→ **Work to complete**
Gather every line in the rows below that contains the string "column" and list them.

→ **Object location annotation data**
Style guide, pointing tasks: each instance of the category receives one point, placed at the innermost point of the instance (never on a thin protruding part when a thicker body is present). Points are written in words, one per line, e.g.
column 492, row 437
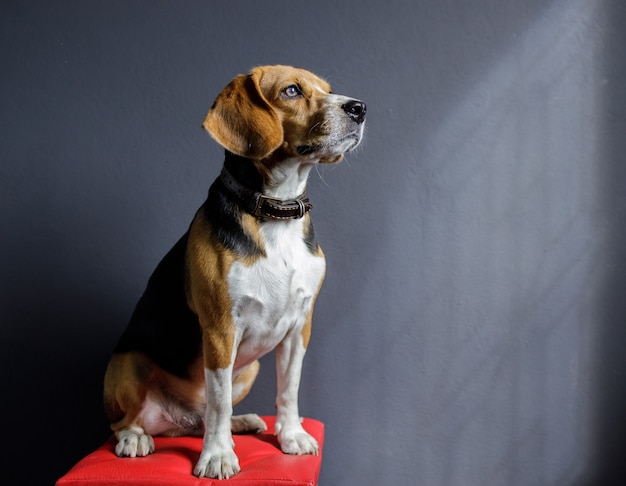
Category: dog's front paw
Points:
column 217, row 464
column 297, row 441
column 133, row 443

...

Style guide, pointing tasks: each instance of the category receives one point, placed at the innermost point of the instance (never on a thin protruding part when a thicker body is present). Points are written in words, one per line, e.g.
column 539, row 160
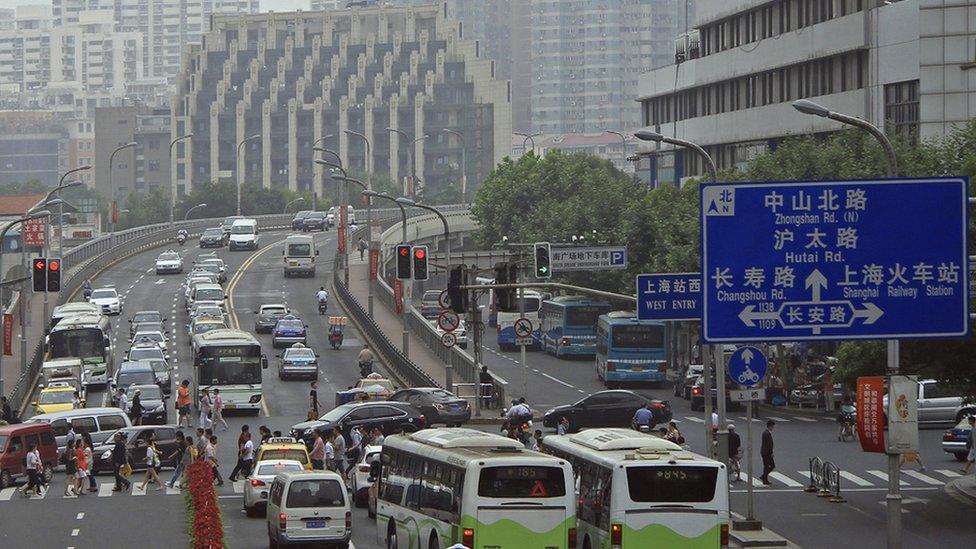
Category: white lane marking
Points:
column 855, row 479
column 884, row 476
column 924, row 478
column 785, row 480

...

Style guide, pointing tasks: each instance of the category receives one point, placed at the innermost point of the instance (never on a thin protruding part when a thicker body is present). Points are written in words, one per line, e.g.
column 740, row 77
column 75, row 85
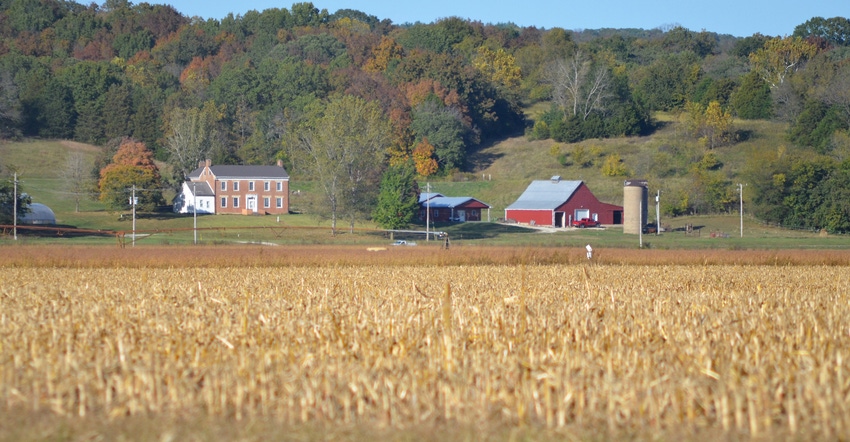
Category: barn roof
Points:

→ **Reply to the exercise**
column 492, row 437
column 217, row 464
column 297, row 441
column 133, row 443
column 539, row 160
column 855, row 479
column 884, row 476
column 924, row 478
column 785, row 480
column 740, row 77
column 75, row 85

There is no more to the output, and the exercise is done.